> To do
Can you reproduce all of the material below with "Pin each one you find" swapped for "Mark every one you spot" wherever it occurs, changing nothing else?

> Stored records
============

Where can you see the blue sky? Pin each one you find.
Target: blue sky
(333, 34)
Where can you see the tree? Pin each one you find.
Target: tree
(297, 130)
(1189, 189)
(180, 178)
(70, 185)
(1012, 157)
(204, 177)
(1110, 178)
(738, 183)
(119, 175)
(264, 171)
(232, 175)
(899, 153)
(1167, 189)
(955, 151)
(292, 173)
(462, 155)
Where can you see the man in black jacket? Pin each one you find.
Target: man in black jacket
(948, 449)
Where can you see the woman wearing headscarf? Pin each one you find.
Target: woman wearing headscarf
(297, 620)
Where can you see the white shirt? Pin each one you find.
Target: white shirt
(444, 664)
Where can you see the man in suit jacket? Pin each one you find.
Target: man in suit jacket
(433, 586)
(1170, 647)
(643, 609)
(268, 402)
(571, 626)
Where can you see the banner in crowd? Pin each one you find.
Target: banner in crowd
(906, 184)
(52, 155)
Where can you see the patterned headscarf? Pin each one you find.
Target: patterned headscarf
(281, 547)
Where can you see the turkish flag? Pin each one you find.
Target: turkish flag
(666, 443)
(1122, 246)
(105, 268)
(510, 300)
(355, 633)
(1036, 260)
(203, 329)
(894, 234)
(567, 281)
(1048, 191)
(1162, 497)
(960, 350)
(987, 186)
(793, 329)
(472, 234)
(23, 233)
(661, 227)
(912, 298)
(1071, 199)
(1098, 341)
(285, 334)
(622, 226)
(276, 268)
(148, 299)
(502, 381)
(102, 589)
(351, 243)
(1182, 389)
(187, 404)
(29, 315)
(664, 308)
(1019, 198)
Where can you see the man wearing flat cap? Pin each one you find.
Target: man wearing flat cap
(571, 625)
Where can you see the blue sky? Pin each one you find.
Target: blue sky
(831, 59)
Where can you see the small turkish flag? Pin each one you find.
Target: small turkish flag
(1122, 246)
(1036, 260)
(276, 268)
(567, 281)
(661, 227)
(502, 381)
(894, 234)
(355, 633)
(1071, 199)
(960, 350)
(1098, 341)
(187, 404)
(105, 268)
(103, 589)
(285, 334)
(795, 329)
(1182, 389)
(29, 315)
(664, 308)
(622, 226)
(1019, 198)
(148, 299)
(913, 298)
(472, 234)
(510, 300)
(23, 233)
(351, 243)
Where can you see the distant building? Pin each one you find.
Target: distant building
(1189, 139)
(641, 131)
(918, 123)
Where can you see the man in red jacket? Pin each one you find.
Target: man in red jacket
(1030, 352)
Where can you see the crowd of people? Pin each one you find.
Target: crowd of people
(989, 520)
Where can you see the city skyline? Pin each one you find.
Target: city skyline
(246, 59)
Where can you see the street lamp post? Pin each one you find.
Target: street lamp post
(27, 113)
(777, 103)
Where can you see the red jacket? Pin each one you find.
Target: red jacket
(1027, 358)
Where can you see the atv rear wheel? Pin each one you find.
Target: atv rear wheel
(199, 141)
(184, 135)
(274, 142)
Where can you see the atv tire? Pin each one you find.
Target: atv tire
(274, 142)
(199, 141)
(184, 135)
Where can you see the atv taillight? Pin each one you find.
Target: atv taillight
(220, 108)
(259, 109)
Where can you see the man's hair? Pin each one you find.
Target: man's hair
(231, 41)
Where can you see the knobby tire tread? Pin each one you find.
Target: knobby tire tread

============

> Written reply
Where can you see the blue sky? Mark every one you spot.
Target: blue sky
(333, 34)
Where can you see the tree? Mark every one you spot.
Target: tree
(297, 130)
(1189, 189)
(180, 178)
(70, 185)
(1012, 157)
(204, 177)
(1110, 178)
(738, 183)
(119, 175)
(264, 171)
(232, 175)
(899, 153)
(1167, 189)
(955, 151)
(292, 173)
(462, 155)
Where can you see the man in black jacket? Mark every one you spot.
Target: man in black jacket
(948, 449)
Where can you see the woman wearing headscarf? Mark every one you spot.
Target: woman wearing headscarf
(297, 620)
Where can you see the white shirt? Mark every one you spot.
Target: white shirt
(444, 664)
Where can you see the man in suit jacket? Mark every one you spot.
Target: man in suit jacket
(433, 586)
(1170, 647)
(643, 609)
(268, 402)
(571, 626)
Where can you see the banner in crowd? Mark every one you spot.
Target: banner in crowd
(906, 184)
(52, 155)
Where can you see the patterned headscarf? Mark every one you spot.
Target: patterned headscarf
(281, 547)
Where can you see the turkish flag? Mark every one you spot.
Target: turkish flag
(666, 443)
(1122, 246)
(105, 268)
(510, 300)
(355, 633)
(1036, 260)
(203, 329)
(894, 234)
(567, 281)
(1048, 191)
(1162, 497)
(960, 350)
(987, 186)
(793, 329)
(472, 234)
(23, 233)
(661, 227)
(912, 298)
(1071, 199)
(1098, 341)
(285, 334)
(622, 226)
(276, 268)
(148, 299)
(502, 381)
(102, 589)
(351, 243)
(1182, 389)
(187, 404)
(29, 315)
(664, 308)
(1019, 198)
Where can you see the man wearing flat cap? Mark every one you spot.
Target: man wearing flat cap
(571, 625)
Where can you see the blue sky? Mark every one you spot.
Target: blue sky
(831, 59)
Where can you see the small turkish flag? Mark every one you spot.
Target: small turkish flag
(1122, 246)
(1036, 260)
(276, 268)
(567, 281)
(661, 227)
(502, 381)
(894, 234)
(355, 633)
(1071, 199)
(960, 350)
(1098, 341)
(187, 404)
(105, 268)
(103, 589)
(285, 334)
(795, 329)
(1182, 389)
(29, 315)
(664, 308)
(622, 226)
(1019, 198)
(148, 299)
(913, 298)
(472, 234)
(510, 300)
(23, 233)
(351, 243)
Where can you see the distant building? Mark every one you spot.
Target: distant building
(1189, 139)
(641, 131)
(918, 123)
Where can you see the man in red jacket? Mark every one you spot.
Target: man in red jacket
(1030, 352)
Where can you see the crowd of people? Mark every one you spot.
Target: crowd of people
(989, 520)
Where can you see the city skyline? Mark every one you spot.
Target: city skyline
(246, 59)
Where can you see the street lamp post? Mark every one you spot.
Target: street lamp post
(27, 113)
(777, 103)
Where can you see the red jacket? Mark every one you spot.
Target: red jacket
(1027, 358)
Where can you see the atv rear wheel? Mark every one you spot.
Target: atv rear wheel
(199, 141)
(184, 135)
(274, 142)
Where can you see the atv tire? Mark every one you spot.
Target: atv tire
(274, 142)
(199, 141)
(184, 135)
Where can you see the atv taillight? Mark every one you spot.
Target: atv taillight
(220, 108)
(259, 109)
Where can you see the man's hair? Mark every one you spot.
Target: man's hair
(231, 41)
Where can you see the knobby tire tread? Mark every one you spot.
Target: knobby tire tread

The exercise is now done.